• **What to do**
Count the lines in the items below that contain the string "Target". Give only that number.

— Start of Dataset excerpts —

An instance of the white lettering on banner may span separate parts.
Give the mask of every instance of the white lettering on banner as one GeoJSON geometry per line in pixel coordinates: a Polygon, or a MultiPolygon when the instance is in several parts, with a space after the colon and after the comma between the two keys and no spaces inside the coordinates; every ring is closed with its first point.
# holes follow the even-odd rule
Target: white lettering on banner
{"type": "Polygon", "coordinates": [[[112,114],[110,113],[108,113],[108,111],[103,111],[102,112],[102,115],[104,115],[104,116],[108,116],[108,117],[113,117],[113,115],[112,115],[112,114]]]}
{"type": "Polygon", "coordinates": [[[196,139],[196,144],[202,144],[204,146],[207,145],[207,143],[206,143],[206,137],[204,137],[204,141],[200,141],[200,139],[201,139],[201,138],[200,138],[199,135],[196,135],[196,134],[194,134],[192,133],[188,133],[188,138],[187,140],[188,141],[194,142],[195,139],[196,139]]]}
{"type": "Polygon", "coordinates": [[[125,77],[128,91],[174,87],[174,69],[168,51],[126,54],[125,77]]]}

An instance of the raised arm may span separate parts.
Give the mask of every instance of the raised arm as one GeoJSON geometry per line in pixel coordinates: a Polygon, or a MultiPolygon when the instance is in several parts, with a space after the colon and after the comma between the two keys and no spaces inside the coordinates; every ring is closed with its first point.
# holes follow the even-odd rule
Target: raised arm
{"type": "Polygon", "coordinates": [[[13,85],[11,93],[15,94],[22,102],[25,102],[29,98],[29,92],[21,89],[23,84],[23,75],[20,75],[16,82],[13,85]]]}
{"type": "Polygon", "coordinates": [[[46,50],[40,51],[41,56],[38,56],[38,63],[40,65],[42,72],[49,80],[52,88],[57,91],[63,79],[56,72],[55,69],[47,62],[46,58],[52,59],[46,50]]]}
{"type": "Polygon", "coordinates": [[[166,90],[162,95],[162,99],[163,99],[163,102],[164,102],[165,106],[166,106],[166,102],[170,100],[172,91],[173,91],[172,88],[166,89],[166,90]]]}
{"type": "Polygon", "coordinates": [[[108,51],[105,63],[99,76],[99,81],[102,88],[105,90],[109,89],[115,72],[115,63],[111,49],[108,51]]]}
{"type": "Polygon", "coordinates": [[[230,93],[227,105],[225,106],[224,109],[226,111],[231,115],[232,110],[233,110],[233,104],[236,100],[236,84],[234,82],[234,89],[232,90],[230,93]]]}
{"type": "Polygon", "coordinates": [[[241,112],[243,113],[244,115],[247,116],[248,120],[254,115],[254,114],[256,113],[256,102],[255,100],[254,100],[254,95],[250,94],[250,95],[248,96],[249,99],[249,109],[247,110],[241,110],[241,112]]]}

— End of Dataset excerpts —

• **Exercise answer**
2